Reading text:
'''

South of the S-Bahn tracks between Beussel bridge and Putlitz bridge is the Berlin-Moabit freight yard. It extends to the east past Putlitz bridge. Its sidings and loading tracks formerly extended south to the streets of Siemensstraße and Quitzowstraße and are now largely dismantled.

During Nazi Germany, about 30,000 Jews were deported from Moabit freight yard. Today this is commemorated by a memorial on the Putlitz bridge and a plaque in Quitzowstraße, where a memorial will be established during the redevelopment of the area.

Large parts of the freight yard were abandoned after 1990. The southern part of the yard is being redeveloped for such uses as wholesale marketing. The street of Erna-Samuel-Straße has been constructed for the development of the site; it also relieves the southern residential areas of through traffic.

The Moabiter Stadtgarten (“Moabit city garden”) was opened on 24 September 2012 on a 15,000 square metre section of this area; it consists of a playground, lawn areas, orchard and a citizens’ garden. €2 million was invested by the state of Berlin in this as part of the Stadtumbau West ("Urban Redevelopment West") project. Parts of a freight shed were incorporated in the park and they are intended for reuse.

The remaining tracks of the Moabit freight yard are now used in particular to connect with the Westhafen port (west harbour) and the Moabit power station via a headshunt at the former Hamburg-Lehrter freight yard.

The Mwt signalbox, designed by Karl Cornelius and built in 1892 and 1893 along with its integrated water tower is now heritage listed.

== Connections==

The S-Bahn station is served by Ringbahn lines S41 and S42. It is possible to change to the bus lines of Berliner Verkehrsbetriebe. There is an express bus link between this station and Tegel Airport.

'''

Stored data entries
'''

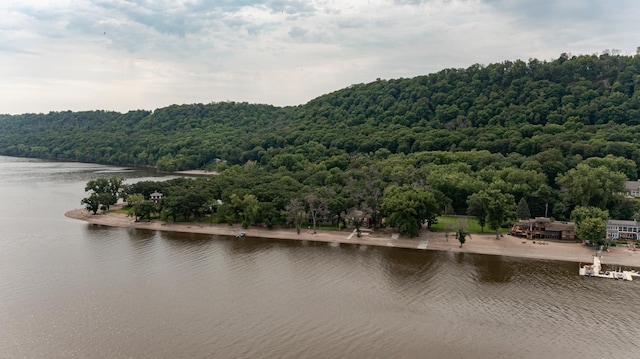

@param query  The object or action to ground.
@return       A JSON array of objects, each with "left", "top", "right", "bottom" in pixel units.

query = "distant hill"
[{"left": 0, "top": 54, "right": 640, "bottom": 170}]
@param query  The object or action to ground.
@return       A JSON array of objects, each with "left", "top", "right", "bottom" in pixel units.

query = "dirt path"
[{"left": 65, "top": 209, "right": 640, "bottom": 268}]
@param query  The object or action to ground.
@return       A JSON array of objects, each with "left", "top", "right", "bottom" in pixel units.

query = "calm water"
[{"left": 0, "top": 157, "right": 640, "bottom": 358}]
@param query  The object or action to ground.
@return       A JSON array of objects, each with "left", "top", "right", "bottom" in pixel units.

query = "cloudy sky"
[{"left": 0, "top": 0, "right": 640, "bottom": 114}]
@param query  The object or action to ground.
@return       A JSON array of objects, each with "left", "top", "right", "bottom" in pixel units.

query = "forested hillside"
[{"left": 0, "top": 53, "right": 640, "bottom": 229}]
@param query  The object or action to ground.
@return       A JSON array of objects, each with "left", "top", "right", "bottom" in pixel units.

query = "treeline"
[{"left": 0, "top": 53, "right": 640, "bottom": 223}]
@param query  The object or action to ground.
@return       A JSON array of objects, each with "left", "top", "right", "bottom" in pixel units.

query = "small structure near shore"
[
  {"left": 578, "top": 256, "right": 640, "bottom": 281},
  {"left": 509, "top": 217, "right": 576, "bottom": 241}
]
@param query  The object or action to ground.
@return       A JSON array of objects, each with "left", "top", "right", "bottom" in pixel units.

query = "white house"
[
  {"left": 607, "top": 219, "right": 640, "bottom": 241},
  {"left": 624, "top": 180, "right": 640, "bottom": 198},
  {"left": 149, "top": 191, "right": 162, "bottom": 204}
]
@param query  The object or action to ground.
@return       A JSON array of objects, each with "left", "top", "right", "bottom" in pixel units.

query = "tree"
[
  {"left": 126, "top": 193, "right": 157, "bottom": 222},
  {"left": 571, "top": 206, "right": 609, "bottom": 226},
  {"left": 576, "top": 217, "right": 607, "bottom": 245},
  {"left": 285, "top": 198, "right": 306, "bottom": 234},
  {"left": 80, "top": 193, "right": 100, "bottom": 214},
  {"left": 456, "top": 227, "right": 469, "bottom": 248},
  {"left": 467, "top": 193, "right": 487, "bottom": 232},
  {"left": 229, "top": 193, "right": 260, "bottom": 228},
  {"left": 487, "top": 190, "right": 516, "bottom": 239},
  {"left": 381, "top": 185, "right": 439, "bottom": 237},
  {"left": 81, "top": 177, "right": 124, "bottom": 214},
  {"left": 468, "top": 189, "right": 516, "bottom": 239},
  {"left": 556, "top": 163, "right": 627, "bottom": 208},
  {"left": 304, "top": 194, "right": 328, "bottom": 234},
  {"left": 346, "top": 206, "right": 370, "bottom": 237},
  {"left": 516, "top": 197, "right": 531, "bottom": 219}
]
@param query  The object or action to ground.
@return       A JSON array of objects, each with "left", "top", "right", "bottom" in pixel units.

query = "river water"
[{"left": 0, "top": 157, "right": 640, "bottom": 358}]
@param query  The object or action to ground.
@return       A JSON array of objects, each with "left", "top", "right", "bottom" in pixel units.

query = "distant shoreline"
[
  {"left": 65, "top": 209, "right": 640, "bottom": 273},
  {"left": 172, "top": 170, "right": 219, "bottom": 176}
]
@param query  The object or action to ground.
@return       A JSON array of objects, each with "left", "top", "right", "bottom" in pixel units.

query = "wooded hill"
[{"left": 0, "top": 53, "right": 640, "bottom": 225}]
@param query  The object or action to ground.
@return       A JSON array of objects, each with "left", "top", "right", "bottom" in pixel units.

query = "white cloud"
[{"left": 0, "top": 0, "right": 640, "bottom": 113}]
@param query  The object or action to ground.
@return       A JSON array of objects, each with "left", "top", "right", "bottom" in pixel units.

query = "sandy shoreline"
[{"left": 65, "top": 209, "right": 640, "bottom": 268}]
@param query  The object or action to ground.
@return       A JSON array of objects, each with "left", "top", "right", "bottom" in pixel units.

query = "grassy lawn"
[{"left": 431, "top": 216, "right": 509, "bottom": 234}]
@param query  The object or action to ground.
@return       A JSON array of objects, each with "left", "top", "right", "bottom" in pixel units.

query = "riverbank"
[{"left": 65, "top": 209, "right": 640, "bottom": 268}]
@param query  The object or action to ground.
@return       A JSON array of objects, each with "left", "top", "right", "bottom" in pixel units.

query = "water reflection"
[{"left": 469, "top": 255, "right": 513, "bottom": 283}]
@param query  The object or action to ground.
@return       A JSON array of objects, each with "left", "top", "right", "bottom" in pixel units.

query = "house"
[
  {"left": 149, "top": 191, "right": 162, "bottom": 204},
  {"left": 624, "top": 180, "right": 640, "bottom": 198},
  {"left": 509, "top": 217, "right": 576, "bottom": 241},
  {"left": 607, "top": 219, "right": 640, "bottom": 241}
]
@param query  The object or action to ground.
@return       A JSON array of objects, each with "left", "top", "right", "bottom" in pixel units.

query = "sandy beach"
[{"left": 65, "top": 209, "right": 640, "bottom": 268}]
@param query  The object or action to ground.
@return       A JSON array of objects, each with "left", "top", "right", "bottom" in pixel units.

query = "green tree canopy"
[{"left": 381, "top": 185, "right": 438, "bottom": 237}]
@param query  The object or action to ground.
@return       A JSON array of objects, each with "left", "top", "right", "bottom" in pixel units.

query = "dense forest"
[{"left": 0, "top": 52, "right": 640, "bottom": 236}]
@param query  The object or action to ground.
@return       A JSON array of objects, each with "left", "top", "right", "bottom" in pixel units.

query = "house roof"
[
  {"left": 624, "top": 180, "right": 640, "bottom": 192},
  {"left": 545, "top": 222, "right": 576, "bottom": 231},
  {"left": 607, "top": 219, "right": 640, "bottom": 226}
]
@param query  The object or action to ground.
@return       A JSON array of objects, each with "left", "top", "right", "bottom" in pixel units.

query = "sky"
[{"left": 0, "top": 0, "right": 640, "bottom": 114}]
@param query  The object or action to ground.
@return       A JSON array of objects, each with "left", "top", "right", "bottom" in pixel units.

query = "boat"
[{"left": 579, "top": 256, "right": 640, "bottom": 281}]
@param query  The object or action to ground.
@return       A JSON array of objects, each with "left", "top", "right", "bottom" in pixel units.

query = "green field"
[{"left": 431, "top": 216, "right": 509, "bottom": 234}]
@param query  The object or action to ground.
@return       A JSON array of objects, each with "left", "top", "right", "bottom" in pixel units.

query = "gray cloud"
[{"left": 0, "top": 0, "right": 640, "bottom": 113}]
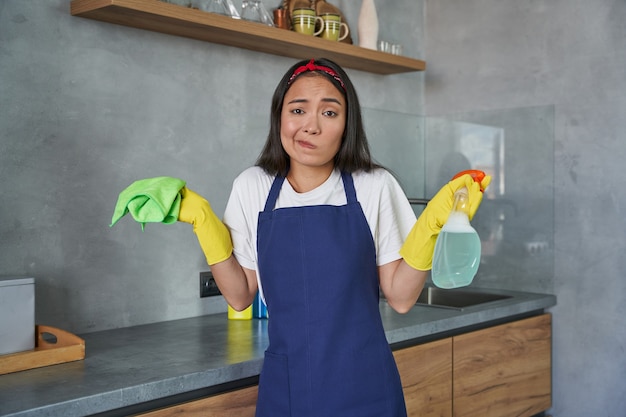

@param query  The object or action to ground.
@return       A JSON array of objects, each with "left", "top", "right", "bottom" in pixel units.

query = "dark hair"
[{"left": 256, "top": 58, "right": 379, "bottom": 177}]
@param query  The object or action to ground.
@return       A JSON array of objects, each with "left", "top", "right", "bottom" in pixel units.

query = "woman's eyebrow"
[{"left": 287, "top": 97, "right": 341, "bottom": 106}]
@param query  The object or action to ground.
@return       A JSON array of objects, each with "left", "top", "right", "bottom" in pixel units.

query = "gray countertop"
[{"left": 0, "top": 289, "right": 556, "bottom": 417}]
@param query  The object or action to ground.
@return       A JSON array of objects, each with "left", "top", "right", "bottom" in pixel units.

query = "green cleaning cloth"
[{"left": 110, "top": 177, "right": 185, "bottom": 230}]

'''

Assignment 1: According to the text about the Moabit freight yard, what does the Moabiter Stadtgarten consist of? List every part.
Assignment 2: In the text about the Moabit freight yard, take everything from "South of the" down to "now largely dismantled." and write it out with "Beussel bridge" replaced by "Beusselbrücke".
Assignment 3: In the text about the Moabit freight yard, on what date was the Moabiter Stadtgarten opened?
None of the rows are needed here.

Task result 1: A playground, lawn areas, an orchard, and a citizens' garden.

Task result 2:
South of the S-Bahn tracks between Beusselbrücke and Putlitz bridge is the Berlin-Moabit freight yard. It extends to the east past Putlitz bridge. Its sidings and loading tracks formerly extended south to the streets of Siemensstraße and Quitzowstraße and are now largely dismantled.

Task result 3: On 24 September 2012.